Page excerpt >>
++++++++
Hotel projects currently under development include:

  • A 250-room property at Third and Channel streets in Mission Bay. Developer SOMA Hotel LLC is affiliated with Stanford Hotels Group. The San Francisco-based hotelier also owns the Hilton San Francisco Airport Bayfront, the Hilton Santa Clara and the Residence Inn Marriott – Pleasanton. Marriott will manage the property, according to reports. Hornberger + Worstell is the architect.
  • A 215-room, 93,460-square-foot property in a 119-foot-tall tower at 250 4th Street in the South of Market. The developers, who have been issued a building permit, plan to demolish a three-story office building that currently stands on the site. Stanton Architecture is designing the project.
  • An 11-story hotel with ground-floor retail and off-street parking to be built on the current site of a McDonald’s at 3rd and Townsend streets. Stanton is again the architect.
  • A 131-room property, with ground-floor retail space, under construction at 144 King Street, across from AT&T Park. Stanton is designing the project, the San Francisco Business Times has reported.
  • A 10-story hotel with 155 rooms and ground-floor retail at 1053 Market Street in the Mid-Market neighborhood. A commercial building that currently stands on the property would be demolished. The project had not yet been approved by the city, as of Sept. 30.
  • Plans to renovate and add a new story to the Renoir Hotel at 1100 Market Street in the Mid-Market district. The project has not yet been approved.
++++++++
Problem statement >> Please echo the hotel project list above word for word, from start to finish. Rely only on the hotel project list, not on the records.

(Pointing data excerpts)
++++++++
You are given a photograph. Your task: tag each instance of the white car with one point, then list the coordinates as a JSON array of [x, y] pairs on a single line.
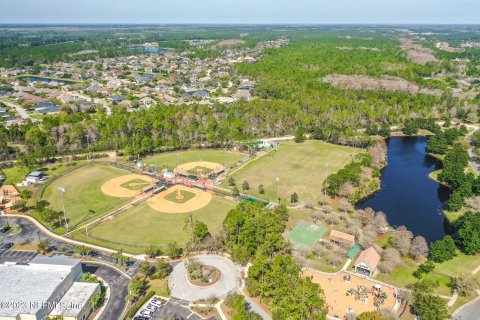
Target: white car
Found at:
[[151, 307], [157, 303]]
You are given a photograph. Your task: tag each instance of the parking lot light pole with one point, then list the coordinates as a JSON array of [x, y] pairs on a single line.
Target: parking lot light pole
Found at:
[[62, 191]]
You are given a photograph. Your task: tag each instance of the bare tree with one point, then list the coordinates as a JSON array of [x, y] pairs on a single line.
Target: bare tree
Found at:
[[419, 248], [402, 240], [390, 259]]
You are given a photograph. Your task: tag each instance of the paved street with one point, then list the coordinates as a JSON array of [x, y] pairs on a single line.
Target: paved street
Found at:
[[117, 282], [183, 289]]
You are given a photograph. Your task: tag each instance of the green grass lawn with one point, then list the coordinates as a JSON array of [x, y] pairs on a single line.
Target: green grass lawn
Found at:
[[135, 184], [300, 167], [14, 175], [171, 159], [143, 226], [172, 196], [83, 195], [461, 264]]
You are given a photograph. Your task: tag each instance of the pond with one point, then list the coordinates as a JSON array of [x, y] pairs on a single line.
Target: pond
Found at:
[[407, 195]]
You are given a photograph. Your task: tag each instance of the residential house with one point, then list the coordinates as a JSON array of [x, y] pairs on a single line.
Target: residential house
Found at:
[[367, 262]]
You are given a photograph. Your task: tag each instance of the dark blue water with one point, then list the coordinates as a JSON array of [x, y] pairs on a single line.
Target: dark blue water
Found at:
[[407, 195]]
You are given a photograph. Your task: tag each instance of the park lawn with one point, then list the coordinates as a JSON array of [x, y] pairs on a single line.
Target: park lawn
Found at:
[[14, 175], [83, 195], [170, 160], [160, 286], [461, 264], [143, 226], [300, 167]]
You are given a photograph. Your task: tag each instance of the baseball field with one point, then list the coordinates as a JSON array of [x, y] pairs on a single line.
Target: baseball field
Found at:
[[300, 168], [171, 160], [92, 188]]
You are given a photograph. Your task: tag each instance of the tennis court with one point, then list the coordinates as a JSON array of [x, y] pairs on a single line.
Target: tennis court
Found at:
[[306, 234]]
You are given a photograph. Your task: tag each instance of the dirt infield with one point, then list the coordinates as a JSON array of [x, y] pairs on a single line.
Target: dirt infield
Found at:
[[116, 187], [200, 200], [187, 167]]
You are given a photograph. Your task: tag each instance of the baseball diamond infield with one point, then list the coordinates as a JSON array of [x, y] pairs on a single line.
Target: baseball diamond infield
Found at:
[[125, 186], [199, 167], [166, 201]]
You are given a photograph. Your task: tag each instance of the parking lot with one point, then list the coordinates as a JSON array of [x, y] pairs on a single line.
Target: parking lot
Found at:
[[16, 256], [175, 309]]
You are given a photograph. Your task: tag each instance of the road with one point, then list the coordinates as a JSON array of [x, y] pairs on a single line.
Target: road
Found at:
[[117, 281], [20, 110]]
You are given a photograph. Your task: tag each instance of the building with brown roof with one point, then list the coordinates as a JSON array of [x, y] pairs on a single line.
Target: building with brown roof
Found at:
[[367, 262], [341, 238], [9, 196]]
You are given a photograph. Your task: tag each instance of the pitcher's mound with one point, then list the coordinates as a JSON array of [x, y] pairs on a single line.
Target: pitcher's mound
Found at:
[[180, 199], [126, 186]]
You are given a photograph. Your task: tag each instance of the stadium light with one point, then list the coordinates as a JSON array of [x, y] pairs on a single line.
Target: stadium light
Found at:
[[62, 191]]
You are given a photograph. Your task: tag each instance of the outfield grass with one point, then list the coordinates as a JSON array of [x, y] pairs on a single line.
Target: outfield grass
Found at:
[[83, 195], [300, 167], [170, 160], [460, 265], [143, 226]]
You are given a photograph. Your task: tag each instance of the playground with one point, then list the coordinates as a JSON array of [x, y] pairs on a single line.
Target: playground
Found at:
[[306, 234], [346, 292]]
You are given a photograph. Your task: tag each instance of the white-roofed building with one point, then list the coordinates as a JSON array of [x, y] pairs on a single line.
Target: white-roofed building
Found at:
[[32, 291]]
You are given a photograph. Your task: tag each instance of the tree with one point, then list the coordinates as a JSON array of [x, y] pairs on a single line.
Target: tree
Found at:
[[83, 250], [261, 190], [163, 269], [173, 250], [137, 286], [469, 232], [43, 247], [371, 315], [152, 252], [464, 284], [146, 268], [294, 198], [235, 192], [443, 250], [299, 135], [419, 248]]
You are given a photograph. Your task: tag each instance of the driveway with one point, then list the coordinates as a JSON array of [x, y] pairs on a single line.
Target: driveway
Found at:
[[118, 284], [182, 289]]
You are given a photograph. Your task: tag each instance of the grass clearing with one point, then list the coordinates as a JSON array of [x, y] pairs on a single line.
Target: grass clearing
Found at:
[[170, 160], [142, 226], [83, 195], [300, 167]]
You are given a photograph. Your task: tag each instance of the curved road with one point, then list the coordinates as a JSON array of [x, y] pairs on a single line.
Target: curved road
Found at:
[[117, 281]]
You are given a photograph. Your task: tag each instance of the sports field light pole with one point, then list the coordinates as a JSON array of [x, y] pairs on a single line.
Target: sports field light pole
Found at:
[[62, 191], [278, 189]]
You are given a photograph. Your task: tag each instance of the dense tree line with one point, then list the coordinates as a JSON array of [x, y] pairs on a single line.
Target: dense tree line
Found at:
[[254, 233]]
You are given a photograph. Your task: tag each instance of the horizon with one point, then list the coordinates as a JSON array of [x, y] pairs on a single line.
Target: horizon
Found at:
[[228, 12]]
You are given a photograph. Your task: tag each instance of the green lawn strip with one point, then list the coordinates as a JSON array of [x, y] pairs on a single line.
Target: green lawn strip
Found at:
++++++++
Exercise answer >>
Hotel projects currently under development include:

  • A 250-room property at Third and Channel streets in Mission Bay. Developer SOMA Hotel LLC is affiliated with Stanford Hotels Group. The San Francisco-based hotelier also owns the Hilton San Francisco Airport Bayfront, the Hilton Santa Clara and the Residence Inn Marriott – Pleasanton. Marriott will manage the property, according to reports. Hornberger + Worstell is the architect.
  • A 215-room, 93,460-square-foot property in a 119-foot-tall tower at 250 4th Street in the South of Market. The developers, who have been issued a building permit, plan to demolish a three-story office building that currently stands on the site. Stanton Architecture is designing the project.
  • An 11-story hotel with ground-floor retail and off-street parking to be built on the current site of a McDonald’s at 3rd and Townsend streets. Stanton is again the architect.
  • A 131-room property, with ground-floor retail space, under construction at 144 King Street, across from AT&T Park. Stanton is designing the project, the San Francisco Business Times has reported.
  • A 10-story hotel with 155 rooms and ground-floor retail at 1053 Market Street in the Mid-Market neighborhood. A commercial building that currently stands on the property would be demolished. The project had not yet been approved by the city, as of Sept. 30.
  • Plans to renovate and add a new story to the Renoir Hotel at 1100 Market Street in the Mid-Market district. The project has not yet been approved.